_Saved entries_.
__________________________________________________

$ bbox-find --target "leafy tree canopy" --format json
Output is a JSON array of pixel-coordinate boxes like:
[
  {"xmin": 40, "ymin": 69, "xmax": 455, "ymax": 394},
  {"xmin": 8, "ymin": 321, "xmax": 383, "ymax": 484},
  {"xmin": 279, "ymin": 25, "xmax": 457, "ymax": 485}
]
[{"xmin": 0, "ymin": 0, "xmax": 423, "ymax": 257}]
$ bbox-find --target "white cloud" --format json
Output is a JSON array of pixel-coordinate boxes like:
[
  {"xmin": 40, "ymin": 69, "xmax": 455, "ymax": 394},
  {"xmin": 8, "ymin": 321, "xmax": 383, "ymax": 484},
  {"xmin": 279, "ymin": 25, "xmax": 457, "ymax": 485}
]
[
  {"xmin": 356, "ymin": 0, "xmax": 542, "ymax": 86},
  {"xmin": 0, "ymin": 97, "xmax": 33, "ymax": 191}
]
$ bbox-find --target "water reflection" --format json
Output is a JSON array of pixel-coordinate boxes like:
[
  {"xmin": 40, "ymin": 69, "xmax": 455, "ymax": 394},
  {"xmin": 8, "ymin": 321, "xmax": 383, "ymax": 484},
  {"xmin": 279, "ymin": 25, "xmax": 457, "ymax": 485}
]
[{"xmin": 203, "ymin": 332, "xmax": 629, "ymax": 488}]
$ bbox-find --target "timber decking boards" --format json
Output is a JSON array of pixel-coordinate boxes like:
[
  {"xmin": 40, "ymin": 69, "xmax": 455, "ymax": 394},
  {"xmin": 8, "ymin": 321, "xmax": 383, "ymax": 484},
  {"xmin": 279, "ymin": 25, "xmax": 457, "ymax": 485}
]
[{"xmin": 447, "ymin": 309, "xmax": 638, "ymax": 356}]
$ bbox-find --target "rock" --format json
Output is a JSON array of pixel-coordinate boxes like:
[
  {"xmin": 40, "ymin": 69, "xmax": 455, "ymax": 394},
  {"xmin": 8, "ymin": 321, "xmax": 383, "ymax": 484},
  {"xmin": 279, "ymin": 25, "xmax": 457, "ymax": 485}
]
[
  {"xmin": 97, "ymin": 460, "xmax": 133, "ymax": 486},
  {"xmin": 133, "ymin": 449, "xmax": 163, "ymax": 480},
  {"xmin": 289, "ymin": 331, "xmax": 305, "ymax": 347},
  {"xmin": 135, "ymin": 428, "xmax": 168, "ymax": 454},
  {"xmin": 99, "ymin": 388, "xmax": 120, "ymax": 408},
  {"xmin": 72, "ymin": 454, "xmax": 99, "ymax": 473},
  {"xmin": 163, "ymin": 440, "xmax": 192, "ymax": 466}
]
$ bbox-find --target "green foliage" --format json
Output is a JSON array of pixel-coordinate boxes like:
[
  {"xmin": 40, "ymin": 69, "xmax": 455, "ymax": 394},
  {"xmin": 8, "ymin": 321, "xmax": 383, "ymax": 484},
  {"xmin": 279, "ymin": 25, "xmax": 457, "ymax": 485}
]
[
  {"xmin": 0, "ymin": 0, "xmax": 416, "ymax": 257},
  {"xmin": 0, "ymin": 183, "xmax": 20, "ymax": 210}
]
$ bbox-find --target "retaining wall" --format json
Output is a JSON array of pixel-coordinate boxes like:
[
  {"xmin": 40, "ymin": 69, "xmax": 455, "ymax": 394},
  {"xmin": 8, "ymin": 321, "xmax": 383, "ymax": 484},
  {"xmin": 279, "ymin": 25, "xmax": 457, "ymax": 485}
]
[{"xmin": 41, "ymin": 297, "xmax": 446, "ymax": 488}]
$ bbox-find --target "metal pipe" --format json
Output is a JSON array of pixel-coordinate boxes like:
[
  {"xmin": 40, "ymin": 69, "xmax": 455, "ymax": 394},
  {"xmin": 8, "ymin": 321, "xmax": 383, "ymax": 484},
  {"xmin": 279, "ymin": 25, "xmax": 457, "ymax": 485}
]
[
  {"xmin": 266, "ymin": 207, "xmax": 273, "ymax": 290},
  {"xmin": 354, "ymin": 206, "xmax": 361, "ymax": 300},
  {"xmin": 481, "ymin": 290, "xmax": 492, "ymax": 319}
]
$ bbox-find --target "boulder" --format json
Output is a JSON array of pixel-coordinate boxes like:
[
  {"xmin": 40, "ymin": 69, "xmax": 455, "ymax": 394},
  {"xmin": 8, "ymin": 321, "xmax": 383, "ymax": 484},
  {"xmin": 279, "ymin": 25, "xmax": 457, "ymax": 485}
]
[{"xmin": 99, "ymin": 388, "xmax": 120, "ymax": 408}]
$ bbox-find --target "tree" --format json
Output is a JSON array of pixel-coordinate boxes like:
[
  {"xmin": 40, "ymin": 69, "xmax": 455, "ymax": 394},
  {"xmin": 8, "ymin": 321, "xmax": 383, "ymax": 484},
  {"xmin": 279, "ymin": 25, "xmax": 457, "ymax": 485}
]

__________________________________________________

_Given exercise_. How many of the lines above contain the string "bbox", with case counting? Reply with the number only.

_Response below_. 10